**GIVEN TASK A**
Reproduce the FCC ID validator description below in full, without any changes.

**SELECTED EXCERPT**
-------

Validate a US FCC ID for wireless device authorisation. Checks grantee code and product code format. Free, in-browser — no data stored or uploaded.

What is a FCC ID?

An FCC ID validator checks whether a given FCC equipment authorisation ID follows the structural format defined by the US Federal Communications Commission. The FCC ID is the unique identifier assigned to wireless devices — smartphones, routers, Bluetooth headphones, remote controls, smart home devices — that have been tested and authorised for use in the United States.

Every device that intentionally transmits or receives radio frequency signals must obtain FCC equipment authorisation before being marketed in the US. The FCC ID appears on the device label and in device settings, allowing regulators, consumers, and compliance engineers to identify the device and look it up in the FCC's public database.

The FCC ID has a two-part structure: a grantee code of 3–5 characters identifying the manufacturer (assigned by the FCC), followed by a product code of 1–14 characters identifying the specific device model (assigned by the manufacturer). The characters I, O, and Q are excluded from grantee codes to prevent visual confusion with digits. This validator checks that structure: correct grantee code length, no forbidden characters, and a present product code.

This is a format check only. A structurally valid FCC ID is not automatically a confirmation that the device is listed in the FCC Equipment Authorisation database — that requires a query to the FCC's public search system. Use this validator to confirm format correctness before making an API call, or to catch obvious transcription errors in device labels.

How to use this FCC ID calculator

  1. Find the FCC ID on your device — look in Settings > About, or on the back or bottom label.
  2. Enter or paste it into the FCC ID field. You can include or omit the hyphen separator.
  3. The result shows immediately: Valid with the parsed grantee and product codes, or Invalid with the specific format issue.

-------

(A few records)
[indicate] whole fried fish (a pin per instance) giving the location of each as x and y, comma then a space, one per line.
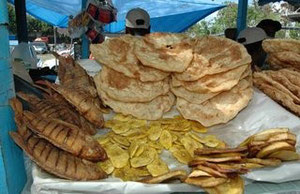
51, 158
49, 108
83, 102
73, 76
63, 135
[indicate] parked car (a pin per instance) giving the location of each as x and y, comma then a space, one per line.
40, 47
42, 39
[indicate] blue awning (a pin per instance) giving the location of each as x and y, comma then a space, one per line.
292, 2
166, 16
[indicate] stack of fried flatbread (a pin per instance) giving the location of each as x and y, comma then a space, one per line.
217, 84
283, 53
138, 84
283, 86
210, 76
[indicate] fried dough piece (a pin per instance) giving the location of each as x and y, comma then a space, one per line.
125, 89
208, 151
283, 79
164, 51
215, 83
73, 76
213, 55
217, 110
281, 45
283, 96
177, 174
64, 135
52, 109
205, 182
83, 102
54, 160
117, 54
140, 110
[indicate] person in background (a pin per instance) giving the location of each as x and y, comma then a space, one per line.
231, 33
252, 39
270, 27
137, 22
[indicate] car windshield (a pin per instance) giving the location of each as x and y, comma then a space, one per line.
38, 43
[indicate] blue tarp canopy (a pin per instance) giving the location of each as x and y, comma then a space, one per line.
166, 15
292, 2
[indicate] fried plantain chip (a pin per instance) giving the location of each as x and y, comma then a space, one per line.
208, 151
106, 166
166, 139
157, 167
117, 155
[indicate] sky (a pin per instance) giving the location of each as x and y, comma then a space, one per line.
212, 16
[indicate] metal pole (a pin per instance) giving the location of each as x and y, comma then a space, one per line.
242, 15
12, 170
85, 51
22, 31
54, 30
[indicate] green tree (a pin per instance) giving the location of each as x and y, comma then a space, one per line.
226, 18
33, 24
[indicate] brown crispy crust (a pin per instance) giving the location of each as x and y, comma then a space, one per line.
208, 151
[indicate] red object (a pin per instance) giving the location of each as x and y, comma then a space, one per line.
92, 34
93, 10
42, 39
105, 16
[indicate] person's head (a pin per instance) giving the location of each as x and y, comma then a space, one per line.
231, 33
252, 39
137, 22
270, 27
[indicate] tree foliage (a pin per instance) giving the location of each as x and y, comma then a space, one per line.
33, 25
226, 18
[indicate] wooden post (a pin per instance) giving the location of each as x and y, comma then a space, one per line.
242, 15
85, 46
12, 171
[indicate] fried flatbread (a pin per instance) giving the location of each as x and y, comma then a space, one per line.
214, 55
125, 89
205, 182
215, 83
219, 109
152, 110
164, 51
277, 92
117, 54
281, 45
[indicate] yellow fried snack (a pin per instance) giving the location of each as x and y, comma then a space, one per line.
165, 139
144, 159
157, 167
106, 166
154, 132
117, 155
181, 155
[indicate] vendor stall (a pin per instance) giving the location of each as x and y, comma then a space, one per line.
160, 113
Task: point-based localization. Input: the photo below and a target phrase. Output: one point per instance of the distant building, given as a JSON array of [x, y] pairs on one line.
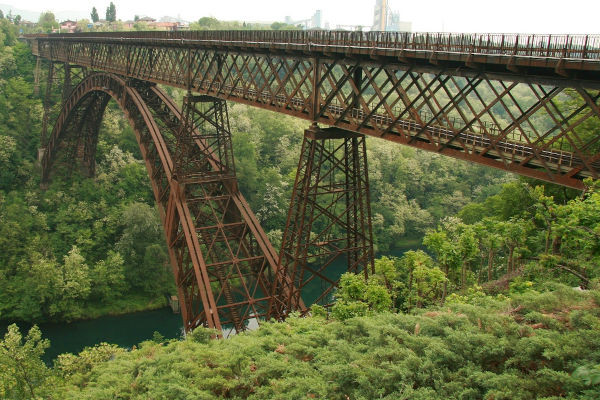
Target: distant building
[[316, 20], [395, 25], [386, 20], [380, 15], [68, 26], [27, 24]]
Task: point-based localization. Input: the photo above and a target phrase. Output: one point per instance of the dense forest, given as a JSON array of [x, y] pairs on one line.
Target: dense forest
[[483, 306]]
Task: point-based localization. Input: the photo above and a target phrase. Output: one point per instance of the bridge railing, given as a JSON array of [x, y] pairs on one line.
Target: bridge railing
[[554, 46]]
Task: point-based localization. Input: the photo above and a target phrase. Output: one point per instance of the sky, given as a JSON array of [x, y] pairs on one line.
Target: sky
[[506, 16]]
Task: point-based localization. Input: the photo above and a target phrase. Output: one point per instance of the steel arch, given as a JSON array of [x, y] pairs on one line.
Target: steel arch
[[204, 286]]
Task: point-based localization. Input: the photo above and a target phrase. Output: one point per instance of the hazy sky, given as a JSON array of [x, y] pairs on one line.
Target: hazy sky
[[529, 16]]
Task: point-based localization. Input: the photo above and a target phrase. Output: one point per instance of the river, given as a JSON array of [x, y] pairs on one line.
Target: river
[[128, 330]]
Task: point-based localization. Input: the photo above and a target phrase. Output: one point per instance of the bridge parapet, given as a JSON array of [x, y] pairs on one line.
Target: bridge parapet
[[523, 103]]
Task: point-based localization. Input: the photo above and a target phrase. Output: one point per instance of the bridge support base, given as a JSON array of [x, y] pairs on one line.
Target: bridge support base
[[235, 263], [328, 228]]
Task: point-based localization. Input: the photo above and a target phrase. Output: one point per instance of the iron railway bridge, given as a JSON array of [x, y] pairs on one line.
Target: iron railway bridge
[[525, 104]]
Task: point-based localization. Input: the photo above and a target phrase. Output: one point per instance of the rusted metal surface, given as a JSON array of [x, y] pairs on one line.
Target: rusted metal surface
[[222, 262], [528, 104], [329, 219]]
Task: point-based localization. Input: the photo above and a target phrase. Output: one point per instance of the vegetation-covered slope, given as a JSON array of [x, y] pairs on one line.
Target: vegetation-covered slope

-------

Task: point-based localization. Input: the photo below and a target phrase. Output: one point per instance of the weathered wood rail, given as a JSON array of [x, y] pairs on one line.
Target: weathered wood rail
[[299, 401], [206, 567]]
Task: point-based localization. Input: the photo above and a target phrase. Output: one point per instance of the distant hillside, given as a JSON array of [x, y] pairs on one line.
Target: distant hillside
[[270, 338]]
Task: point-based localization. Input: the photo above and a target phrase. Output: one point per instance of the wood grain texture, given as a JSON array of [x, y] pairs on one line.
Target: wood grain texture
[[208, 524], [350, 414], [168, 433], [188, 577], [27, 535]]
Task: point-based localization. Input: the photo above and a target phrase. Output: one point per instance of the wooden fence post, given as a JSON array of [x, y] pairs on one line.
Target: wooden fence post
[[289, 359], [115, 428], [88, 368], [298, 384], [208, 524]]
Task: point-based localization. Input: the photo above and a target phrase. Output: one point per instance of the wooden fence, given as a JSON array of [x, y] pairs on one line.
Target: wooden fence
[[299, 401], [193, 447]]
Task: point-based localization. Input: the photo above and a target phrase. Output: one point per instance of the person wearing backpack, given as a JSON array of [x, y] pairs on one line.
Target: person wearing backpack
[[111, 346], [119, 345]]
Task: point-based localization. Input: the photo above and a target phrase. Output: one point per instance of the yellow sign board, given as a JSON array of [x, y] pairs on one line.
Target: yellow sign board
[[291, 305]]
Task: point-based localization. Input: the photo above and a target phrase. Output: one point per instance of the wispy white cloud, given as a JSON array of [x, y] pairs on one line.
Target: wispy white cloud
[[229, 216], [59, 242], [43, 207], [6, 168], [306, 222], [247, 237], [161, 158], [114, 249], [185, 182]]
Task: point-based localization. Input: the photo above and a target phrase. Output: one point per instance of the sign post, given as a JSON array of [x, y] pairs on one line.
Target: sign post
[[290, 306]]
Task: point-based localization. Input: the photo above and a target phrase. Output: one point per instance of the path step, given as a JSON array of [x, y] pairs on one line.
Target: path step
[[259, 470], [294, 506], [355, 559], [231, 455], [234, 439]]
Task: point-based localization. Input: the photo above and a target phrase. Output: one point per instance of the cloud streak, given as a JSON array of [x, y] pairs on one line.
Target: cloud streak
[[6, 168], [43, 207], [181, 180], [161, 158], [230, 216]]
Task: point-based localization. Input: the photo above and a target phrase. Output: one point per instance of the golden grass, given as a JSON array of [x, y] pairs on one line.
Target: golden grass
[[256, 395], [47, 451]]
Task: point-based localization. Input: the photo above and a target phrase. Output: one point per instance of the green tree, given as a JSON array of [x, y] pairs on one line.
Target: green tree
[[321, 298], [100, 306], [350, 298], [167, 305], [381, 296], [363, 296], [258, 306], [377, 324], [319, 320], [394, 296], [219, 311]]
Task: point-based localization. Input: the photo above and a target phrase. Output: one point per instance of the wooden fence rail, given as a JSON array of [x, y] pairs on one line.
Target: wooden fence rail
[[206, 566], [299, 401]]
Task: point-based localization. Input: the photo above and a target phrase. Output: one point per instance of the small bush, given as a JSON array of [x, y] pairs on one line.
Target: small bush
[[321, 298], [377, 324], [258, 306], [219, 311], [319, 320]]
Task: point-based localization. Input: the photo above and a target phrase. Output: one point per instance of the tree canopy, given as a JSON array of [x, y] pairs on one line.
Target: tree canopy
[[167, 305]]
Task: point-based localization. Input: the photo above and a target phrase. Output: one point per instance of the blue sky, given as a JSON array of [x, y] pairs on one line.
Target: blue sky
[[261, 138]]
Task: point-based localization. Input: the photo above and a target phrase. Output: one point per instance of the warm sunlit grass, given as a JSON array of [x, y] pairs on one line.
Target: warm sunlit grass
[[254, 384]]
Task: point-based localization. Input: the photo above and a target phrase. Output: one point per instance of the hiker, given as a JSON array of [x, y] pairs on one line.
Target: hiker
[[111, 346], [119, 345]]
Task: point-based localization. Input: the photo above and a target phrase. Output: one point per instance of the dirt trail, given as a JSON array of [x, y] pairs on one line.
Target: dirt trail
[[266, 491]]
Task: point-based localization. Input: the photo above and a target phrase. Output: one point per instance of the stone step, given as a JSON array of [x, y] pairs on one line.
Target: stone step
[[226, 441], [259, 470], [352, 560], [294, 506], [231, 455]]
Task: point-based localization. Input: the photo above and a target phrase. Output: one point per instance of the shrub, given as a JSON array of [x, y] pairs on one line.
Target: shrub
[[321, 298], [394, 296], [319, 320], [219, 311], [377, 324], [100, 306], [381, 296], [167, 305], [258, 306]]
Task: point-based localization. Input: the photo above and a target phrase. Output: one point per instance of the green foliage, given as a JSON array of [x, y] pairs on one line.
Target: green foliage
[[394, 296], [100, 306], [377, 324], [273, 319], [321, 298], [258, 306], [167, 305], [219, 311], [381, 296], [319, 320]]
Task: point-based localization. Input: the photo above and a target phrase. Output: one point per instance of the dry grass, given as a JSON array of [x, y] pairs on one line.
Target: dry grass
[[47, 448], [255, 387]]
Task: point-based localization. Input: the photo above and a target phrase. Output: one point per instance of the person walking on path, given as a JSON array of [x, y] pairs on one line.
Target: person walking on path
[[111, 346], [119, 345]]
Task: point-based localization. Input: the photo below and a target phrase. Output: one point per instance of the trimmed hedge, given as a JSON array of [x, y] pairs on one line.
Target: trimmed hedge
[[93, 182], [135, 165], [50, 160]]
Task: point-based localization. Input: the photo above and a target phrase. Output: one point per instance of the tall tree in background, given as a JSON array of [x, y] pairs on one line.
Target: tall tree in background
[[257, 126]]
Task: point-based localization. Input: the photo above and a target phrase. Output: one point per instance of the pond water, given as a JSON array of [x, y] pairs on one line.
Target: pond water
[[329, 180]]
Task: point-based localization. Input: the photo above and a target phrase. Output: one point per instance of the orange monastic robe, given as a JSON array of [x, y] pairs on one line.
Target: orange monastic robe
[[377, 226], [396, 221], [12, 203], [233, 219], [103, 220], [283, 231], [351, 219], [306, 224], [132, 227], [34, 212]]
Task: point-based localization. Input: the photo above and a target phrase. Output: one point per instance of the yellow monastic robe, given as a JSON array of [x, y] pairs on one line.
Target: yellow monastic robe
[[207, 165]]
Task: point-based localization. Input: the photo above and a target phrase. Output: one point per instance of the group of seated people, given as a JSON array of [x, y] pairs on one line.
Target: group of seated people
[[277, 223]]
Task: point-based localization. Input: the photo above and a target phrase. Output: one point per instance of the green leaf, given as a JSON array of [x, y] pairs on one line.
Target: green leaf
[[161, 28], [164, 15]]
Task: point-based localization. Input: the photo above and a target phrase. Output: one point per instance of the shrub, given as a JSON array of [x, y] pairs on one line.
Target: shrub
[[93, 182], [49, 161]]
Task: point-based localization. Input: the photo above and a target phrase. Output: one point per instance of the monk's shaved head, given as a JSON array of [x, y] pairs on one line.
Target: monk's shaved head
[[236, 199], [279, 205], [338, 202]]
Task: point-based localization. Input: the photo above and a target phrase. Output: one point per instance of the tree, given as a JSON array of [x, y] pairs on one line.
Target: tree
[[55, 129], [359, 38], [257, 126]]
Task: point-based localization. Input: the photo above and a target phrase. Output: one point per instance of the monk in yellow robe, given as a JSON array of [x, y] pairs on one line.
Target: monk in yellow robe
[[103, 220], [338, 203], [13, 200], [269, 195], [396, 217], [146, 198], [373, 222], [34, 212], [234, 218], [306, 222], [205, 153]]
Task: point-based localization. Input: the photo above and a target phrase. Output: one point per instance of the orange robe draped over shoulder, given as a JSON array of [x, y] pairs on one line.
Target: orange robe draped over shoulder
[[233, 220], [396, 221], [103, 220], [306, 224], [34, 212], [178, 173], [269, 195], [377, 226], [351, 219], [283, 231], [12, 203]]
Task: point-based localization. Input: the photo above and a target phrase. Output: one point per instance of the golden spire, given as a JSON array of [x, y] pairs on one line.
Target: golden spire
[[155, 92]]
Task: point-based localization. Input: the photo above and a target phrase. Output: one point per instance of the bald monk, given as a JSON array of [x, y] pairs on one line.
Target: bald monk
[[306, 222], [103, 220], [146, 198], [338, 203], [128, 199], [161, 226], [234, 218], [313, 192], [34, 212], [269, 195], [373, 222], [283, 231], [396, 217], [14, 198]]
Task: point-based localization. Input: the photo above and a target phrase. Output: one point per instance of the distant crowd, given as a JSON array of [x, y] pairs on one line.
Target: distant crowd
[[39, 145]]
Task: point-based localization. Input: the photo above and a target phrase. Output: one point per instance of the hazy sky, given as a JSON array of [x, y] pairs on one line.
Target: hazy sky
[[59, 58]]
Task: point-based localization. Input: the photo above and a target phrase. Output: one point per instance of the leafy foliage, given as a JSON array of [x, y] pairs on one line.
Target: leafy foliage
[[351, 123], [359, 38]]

-------

**GIVEN TASK B**
From the records above, pick out each line that includes the string "spire".

**ANSWER A**
Validate a US FCC ID for wireless device authorisation. Checks grantee code and product code format. Free, in-browser — no data stored or uploaded.

What is a FCC ID?

An FCC ID validator checks whether a given FCC equipment authorisation ID follows the structural format defined by the US Federal Communications Commission. The FCC ID is the unique identifier assigned to wireless devices — smartphones, routers, Bluetooth headphones, remote controls, smart home devices — that have been tested and authorised for use in the United States.

Every device that intentionally transmits or receives radio frequency signals must obtain FCC equipment authorisation before being marketed in the US. The FCC ID appears on the device label and in device settings, allowing regulators, consumers, and compliance engineers to identify the device and look it up in the FCC's public database.

The FCC ID has a two-part structure: a grantee code of 3–5 characters identifying the manufacturer (assigned by the FCC), followed by a product code of 1–14 characters identifying the specific device model (assigned by the manufacturer). The characters I, O, and Q are excluded from grantee codes to prevent visual confusion with digits. This validator checks that structure: correct grantee code length, no forbidden characters, and a present product code.

This is a format check only. A structurally valid FCC ID is not automatically a confirmation that the device is listed in the FCC Equipment Authorisation database — that requires a query to the FCC's public search system. Use this validator to confirm format correctness before making an API call, or to catch obvious transcription errors in device labels.

How to use this FCC ID calculator

  1. Find the FCC ID on your device — look in Settings > About, or on the back or bottom label.
  2. Enter or paste it into the FCC ID field. You can include or omit the hyphen separator.
  3. The result shows immediately: Valid with the parsed grantee and product codes, or Invalid with the specific format issue.

**ANSWER B**
Task: point-based localization. Input: the photo above and a target phrase. Output: one point per instance of the golden spire, given as a JSON array of [x, y] pairs on one line.
Target: golden spire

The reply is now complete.